===== WORKING DATA =====
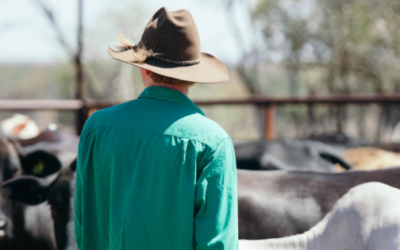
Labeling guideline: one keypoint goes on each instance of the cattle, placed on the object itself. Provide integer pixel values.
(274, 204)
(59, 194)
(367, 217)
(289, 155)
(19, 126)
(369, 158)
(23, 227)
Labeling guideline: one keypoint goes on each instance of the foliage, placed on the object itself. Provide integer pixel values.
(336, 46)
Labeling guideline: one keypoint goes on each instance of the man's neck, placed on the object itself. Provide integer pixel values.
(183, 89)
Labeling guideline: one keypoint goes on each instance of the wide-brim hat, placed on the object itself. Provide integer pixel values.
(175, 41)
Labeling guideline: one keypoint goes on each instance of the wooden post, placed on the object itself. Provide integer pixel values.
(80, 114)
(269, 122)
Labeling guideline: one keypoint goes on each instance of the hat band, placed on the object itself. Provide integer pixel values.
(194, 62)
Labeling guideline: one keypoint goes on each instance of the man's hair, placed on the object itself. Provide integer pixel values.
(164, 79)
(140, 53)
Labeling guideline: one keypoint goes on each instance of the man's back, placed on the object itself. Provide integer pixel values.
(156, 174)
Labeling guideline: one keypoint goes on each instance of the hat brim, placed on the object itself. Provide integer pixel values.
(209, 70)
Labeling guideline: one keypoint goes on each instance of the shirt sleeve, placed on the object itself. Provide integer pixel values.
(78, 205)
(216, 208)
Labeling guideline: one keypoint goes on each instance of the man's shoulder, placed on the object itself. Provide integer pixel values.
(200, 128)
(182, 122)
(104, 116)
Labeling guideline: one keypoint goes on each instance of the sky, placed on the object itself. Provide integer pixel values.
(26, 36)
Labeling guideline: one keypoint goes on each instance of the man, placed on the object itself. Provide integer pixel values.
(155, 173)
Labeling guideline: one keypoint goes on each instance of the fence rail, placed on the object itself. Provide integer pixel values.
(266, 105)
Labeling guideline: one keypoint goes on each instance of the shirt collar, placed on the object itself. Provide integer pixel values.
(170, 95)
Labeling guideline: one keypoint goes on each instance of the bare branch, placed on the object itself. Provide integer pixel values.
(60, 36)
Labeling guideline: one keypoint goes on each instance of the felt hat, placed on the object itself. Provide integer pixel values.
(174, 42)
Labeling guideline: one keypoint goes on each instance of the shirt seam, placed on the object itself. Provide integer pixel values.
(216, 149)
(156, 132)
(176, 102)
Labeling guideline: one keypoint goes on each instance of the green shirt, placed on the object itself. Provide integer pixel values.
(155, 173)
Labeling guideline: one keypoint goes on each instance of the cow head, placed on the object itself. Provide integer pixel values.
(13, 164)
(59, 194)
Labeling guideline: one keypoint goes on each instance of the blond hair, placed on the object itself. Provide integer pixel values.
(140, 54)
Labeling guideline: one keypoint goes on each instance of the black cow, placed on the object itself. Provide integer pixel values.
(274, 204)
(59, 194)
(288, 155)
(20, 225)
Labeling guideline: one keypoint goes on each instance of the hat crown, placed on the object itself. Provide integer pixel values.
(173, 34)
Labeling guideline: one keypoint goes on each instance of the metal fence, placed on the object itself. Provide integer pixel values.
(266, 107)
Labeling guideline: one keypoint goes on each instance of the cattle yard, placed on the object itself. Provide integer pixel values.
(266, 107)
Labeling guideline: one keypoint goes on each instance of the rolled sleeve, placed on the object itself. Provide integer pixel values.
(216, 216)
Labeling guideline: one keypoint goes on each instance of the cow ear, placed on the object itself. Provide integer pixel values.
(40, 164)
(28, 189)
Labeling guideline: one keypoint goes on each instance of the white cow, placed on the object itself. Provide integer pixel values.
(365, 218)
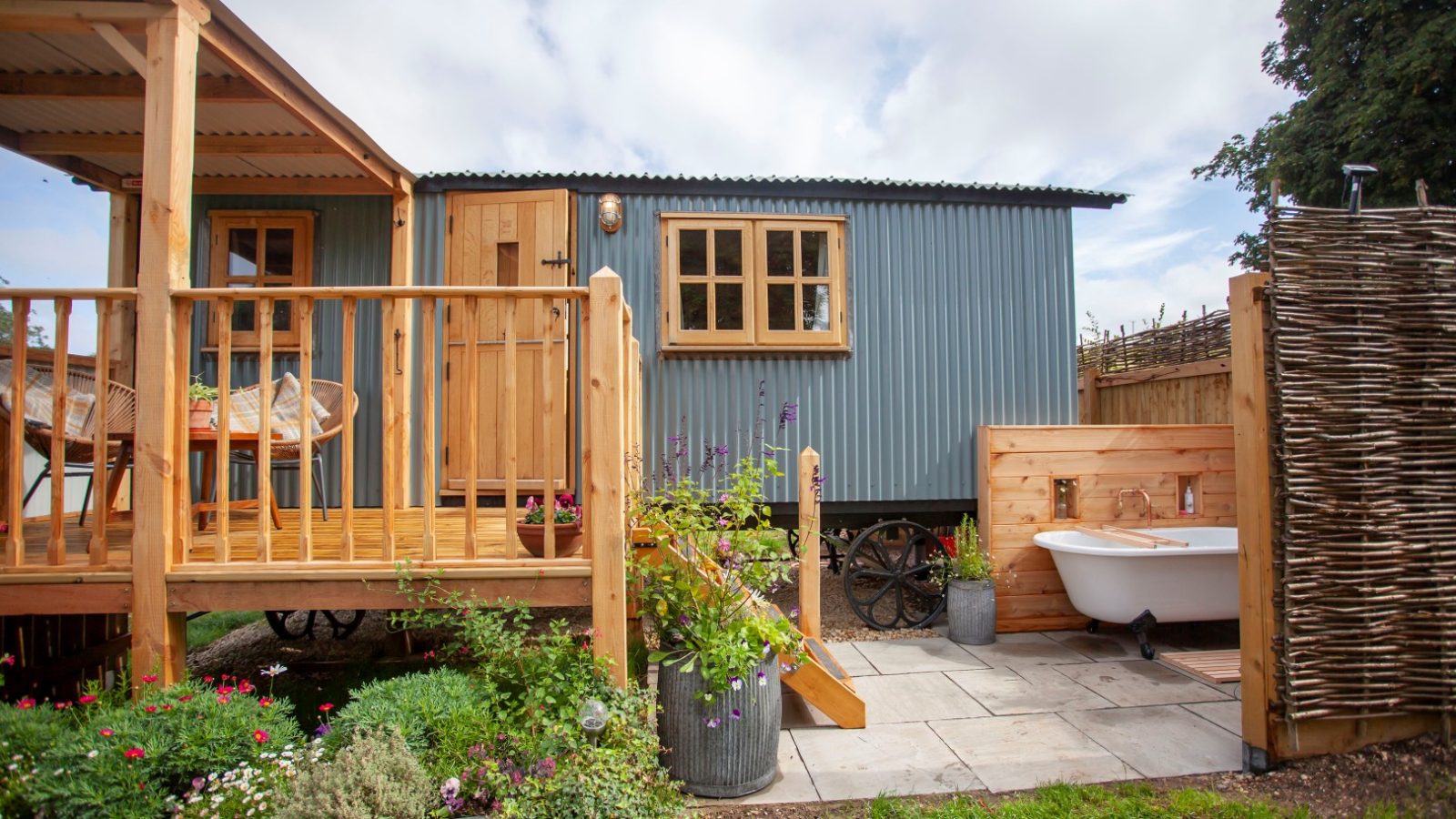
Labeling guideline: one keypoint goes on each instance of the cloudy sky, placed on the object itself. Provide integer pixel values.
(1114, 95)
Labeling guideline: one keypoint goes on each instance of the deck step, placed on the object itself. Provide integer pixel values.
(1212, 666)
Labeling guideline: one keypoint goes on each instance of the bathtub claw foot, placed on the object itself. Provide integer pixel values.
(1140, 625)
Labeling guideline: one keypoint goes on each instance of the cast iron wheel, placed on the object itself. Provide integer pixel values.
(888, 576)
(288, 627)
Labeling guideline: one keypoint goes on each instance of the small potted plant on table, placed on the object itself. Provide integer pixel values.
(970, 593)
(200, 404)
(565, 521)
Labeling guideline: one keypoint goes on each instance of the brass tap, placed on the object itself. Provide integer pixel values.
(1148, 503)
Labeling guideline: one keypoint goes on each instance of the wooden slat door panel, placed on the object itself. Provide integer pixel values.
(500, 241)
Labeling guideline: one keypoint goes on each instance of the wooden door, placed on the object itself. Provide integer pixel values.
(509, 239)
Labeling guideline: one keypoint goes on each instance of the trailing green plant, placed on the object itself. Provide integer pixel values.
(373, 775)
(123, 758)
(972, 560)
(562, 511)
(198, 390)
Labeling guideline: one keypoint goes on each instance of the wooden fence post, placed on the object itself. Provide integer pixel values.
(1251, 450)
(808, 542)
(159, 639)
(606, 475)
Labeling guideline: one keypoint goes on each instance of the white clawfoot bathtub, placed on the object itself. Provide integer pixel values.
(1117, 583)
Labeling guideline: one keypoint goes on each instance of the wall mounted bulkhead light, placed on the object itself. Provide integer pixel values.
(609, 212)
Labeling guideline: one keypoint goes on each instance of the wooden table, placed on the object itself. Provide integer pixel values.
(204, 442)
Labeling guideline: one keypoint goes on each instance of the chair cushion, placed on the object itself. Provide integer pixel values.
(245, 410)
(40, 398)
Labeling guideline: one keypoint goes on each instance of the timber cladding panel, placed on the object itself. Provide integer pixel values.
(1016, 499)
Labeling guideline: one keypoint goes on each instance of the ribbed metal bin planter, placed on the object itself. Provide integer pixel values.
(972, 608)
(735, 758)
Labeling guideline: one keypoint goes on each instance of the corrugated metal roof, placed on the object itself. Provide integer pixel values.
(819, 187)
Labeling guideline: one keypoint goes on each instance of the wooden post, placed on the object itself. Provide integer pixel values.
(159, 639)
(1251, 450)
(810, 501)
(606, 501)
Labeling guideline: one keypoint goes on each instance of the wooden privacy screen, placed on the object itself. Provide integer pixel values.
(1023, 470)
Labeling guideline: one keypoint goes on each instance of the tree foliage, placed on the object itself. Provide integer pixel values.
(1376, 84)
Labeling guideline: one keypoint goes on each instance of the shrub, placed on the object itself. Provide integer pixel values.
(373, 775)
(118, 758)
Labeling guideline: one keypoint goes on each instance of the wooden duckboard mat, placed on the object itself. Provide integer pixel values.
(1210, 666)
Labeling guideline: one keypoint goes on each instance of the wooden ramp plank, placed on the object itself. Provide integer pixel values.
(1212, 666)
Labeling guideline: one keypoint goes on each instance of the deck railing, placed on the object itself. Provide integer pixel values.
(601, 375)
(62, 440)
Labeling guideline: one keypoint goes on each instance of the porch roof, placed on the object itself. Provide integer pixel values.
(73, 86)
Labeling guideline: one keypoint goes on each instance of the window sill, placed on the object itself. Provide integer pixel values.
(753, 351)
=====
===== WORKING DATA =====
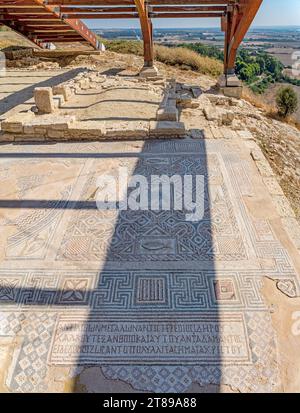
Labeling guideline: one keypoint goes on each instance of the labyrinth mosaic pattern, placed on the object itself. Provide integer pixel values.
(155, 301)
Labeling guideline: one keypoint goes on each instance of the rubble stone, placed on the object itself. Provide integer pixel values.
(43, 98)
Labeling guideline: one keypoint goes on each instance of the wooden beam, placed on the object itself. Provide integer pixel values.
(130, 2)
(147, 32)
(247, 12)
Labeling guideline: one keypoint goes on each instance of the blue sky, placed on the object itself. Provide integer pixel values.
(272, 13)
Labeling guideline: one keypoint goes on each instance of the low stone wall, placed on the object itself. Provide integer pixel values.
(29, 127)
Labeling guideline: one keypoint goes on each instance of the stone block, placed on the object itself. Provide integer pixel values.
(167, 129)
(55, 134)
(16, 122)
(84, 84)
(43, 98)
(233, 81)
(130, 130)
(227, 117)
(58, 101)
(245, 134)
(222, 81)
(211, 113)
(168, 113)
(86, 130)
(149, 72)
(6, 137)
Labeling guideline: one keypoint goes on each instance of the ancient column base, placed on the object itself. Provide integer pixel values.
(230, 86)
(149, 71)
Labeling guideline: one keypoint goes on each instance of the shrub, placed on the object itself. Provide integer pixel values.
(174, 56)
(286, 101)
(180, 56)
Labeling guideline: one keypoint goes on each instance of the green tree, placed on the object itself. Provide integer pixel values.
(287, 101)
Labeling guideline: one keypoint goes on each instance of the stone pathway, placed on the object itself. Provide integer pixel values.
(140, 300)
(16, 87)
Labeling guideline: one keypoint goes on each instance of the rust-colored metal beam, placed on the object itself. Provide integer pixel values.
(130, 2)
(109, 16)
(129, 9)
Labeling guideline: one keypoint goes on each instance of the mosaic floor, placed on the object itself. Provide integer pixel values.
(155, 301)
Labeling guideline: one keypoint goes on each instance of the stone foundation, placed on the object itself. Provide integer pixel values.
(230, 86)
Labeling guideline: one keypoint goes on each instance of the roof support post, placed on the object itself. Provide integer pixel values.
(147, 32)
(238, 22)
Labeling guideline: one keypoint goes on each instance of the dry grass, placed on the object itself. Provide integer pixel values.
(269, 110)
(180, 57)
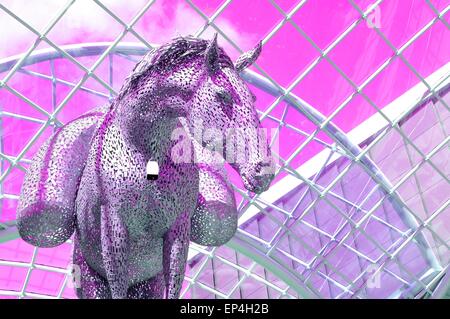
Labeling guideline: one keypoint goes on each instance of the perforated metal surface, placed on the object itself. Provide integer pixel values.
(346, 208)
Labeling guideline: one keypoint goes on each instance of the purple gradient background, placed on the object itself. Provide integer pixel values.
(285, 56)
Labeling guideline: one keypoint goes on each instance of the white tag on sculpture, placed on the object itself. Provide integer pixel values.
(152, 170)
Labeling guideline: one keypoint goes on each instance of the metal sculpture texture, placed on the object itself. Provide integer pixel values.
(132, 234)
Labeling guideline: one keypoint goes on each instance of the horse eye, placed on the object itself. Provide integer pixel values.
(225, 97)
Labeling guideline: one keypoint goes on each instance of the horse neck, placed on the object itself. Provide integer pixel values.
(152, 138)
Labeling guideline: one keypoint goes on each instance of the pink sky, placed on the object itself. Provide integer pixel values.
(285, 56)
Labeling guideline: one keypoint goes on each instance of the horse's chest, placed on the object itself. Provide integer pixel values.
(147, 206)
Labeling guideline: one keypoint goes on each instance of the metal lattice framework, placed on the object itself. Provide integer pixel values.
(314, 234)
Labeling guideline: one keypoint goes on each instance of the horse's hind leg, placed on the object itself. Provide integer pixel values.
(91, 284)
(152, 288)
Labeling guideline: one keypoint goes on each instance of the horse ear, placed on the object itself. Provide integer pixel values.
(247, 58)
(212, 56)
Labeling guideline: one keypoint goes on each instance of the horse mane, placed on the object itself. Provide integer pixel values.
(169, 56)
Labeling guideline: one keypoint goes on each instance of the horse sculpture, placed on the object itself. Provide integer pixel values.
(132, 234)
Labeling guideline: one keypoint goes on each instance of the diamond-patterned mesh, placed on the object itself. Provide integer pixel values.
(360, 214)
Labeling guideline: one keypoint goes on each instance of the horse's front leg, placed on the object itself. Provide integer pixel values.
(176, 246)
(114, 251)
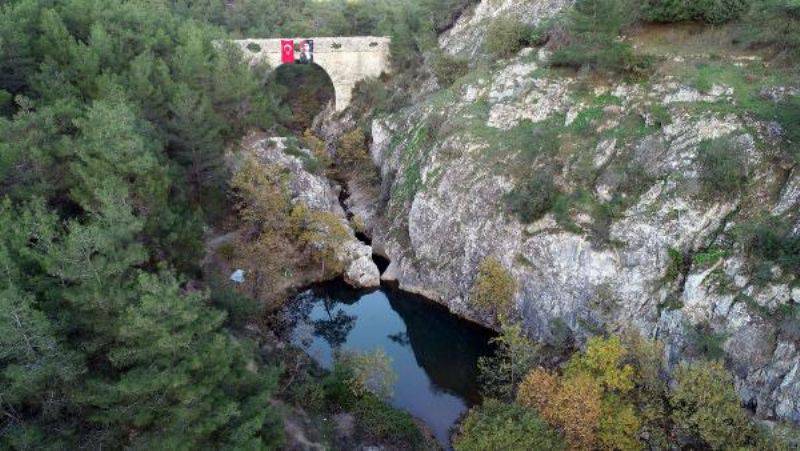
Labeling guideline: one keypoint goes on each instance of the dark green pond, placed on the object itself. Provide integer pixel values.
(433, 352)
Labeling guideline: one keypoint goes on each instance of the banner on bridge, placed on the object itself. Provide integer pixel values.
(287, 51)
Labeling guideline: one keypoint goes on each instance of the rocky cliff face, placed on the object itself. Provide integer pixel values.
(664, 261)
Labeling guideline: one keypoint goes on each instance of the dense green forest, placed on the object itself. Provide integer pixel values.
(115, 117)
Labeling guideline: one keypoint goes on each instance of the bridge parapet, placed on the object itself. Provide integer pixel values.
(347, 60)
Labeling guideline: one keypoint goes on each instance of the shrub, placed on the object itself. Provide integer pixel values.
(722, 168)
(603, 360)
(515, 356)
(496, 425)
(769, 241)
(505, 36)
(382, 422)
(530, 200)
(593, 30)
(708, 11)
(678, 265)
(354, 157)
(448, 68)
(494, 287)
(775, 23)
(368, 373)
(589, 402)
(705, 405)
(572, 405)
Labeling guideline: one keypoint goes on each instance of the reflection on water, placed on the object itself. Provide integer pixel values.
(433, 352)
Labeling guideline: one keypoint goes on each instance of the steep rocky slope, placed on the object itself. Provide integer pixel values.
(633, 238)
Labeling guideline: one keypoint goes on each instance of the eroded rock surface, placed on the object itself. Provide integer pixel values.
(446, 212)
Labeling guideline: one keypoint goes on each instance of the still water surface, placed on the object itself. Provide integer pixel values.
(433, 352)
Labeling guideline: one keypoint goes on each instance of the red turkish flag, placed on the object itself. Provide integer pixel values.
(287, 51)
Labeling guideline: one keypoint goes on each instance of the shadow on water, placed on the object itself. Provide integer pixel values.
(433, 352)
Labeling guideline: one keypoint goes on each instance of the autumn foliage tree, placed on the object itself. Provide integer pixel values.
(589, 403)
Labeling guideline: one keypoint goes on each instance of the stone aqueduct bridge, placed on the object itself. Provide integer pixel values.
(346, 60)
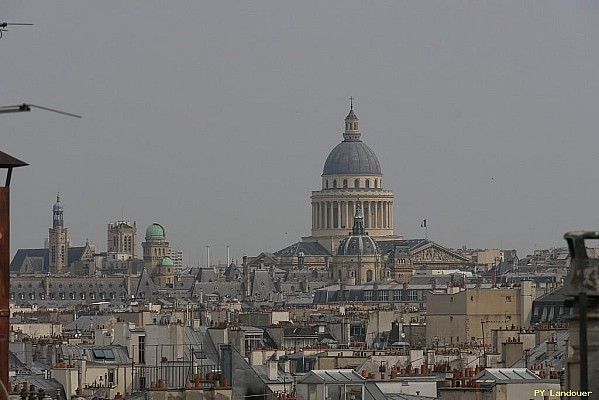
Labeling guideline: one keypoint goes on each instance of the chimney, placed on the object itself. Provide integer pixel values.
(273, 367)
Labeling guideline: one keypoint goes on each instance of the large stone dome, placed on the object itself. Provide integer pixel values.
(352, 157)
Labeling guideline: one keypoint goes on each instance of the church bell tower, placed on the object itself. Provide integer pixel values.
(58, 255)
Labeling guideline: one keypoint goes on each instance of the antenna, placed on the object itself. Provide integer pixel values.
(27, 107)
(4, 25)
=====
===== WORKING DATA =====
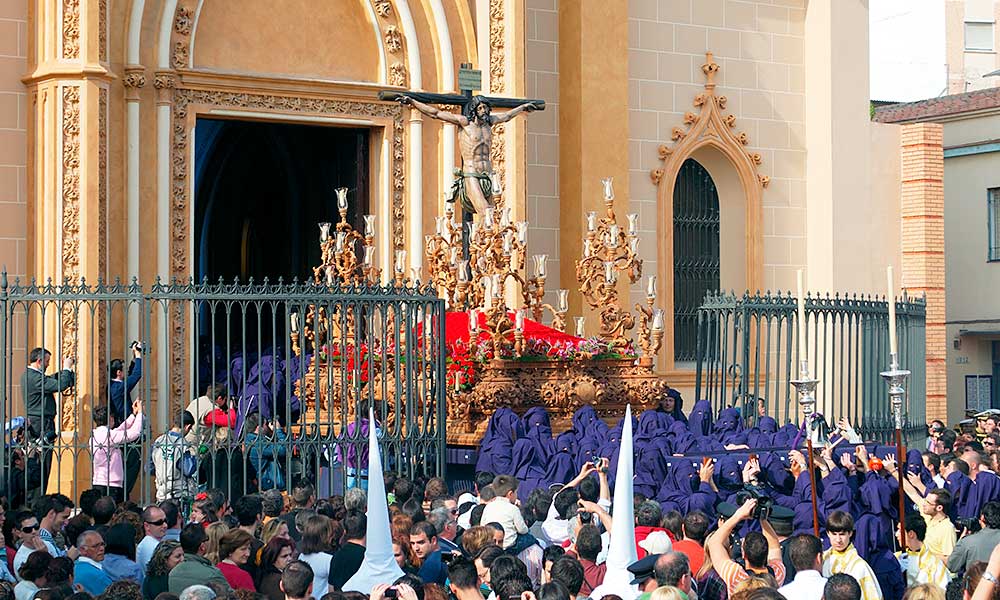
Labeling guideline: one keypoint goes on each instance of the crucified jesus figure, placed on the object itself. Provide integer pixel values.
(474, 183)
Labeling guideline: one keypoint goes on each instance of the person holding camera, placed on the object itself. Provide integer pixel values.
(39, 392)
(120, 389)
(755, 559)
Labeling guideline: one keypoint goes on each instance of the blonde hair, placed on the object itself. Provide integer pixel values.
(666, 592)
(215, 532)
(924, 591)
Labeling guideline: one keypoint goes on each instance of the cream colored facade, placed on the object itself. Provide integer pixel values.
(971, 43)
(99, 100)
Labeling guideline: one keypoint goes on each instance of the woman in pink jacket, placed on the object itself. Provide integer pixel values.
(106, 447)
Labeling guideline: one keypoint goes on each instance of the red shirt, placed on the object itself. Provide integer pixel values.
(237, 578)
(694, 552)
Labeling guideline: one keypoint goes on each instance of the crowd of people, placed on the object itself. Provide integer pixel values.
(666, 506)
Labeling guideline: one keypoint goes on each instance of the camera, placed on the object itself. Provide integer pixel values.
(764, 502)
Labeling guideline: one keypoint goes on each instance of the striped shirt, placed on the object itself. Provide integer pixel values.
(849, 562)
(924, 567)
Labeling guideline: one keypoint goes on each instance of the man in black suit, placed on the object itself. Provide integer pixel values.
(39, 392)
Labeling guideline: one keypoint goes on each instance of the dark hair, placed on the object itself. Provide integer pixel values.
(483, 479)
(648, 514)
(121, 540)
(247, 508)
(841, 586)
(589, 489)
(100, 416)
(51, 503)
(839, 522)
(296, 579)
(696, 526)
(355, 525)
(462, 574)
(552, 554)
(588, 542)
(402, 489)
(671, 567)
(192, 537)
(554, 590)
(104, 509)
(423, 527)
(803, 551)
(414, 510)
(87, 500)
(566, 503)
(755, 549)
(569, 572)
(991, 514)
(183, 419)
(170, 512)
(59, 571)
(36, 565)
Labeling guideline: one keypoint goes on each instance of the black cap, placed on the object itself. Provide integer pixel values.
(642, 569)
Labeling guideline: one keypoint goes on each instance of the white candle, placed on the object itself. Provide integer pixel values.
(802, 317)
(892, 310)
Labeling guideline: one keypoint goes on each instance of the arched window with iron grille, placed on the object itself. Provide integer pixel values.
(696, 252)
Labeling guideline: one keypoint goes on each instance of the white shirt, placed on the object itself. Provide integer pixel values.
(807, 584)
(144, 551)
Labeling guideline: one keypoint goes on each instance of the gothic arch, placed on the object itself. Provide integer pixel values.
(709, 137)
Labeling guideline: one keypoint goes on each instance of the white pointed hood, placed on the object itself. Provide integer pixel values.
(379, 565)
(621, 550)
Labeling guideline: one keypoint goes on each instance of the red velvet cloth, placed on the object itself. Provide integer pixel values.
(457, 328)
=====
REQUIREMENT:
Rewrite the listing from the line holding "of the rolled" to the line holding "(1140, 625)", both included, replacing "keypoint" with "marker" and changing nothing else. Leave out the pictures.

EXERCISE RESPONSE:
Labeling guideline: one marker goes on each instance of the rolled sleeve, placed on the object itself. Provide integer pixel values.
(216, 216)
Labeling guideline: one marker goes on each instance of the cow ear, placed on the object itself. Provide integer pixel values.
(40, 164)
(28, 189)
Labeling guideline: one marker goes on each instance of the white cow, placed on the object itself. Provide integer pixel values.
(365, 218)
Labeling guideline: one marker goes on each instance of the cloudy sky, placed on the object itself. Provide integer pixel values.
(1114, 95)
Labeling guideline: one marker goes on each instance of the deck step, placed on the object itself. Provide integer pixel values.
(1212, 666)
Labeling guideline: one marker goes on each instance of the bathtub claw foot, placed on the object itself. Provide integer pixel values.
(1140, 625)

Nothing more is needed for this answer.